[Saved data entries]
■ ■ ■ ■ ■
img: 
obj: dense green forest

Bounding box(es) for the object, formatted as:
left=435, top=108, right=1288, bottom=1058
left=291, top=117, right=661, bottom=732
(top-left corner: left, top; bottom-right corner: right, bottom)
■ ■ ■ ■ ■
--- What is required ---
All entries are to be printed once more, exactly as given.

--- Answer below ---
img: 
obj: dense green forest

Bounding box(es) for the object, formatted as:
left=435, top=108, right=1288, bottom=1058
left=291, top=117, right=661, bottom=732
(top-left corner: left, top; bottom-right corner: right, bottom)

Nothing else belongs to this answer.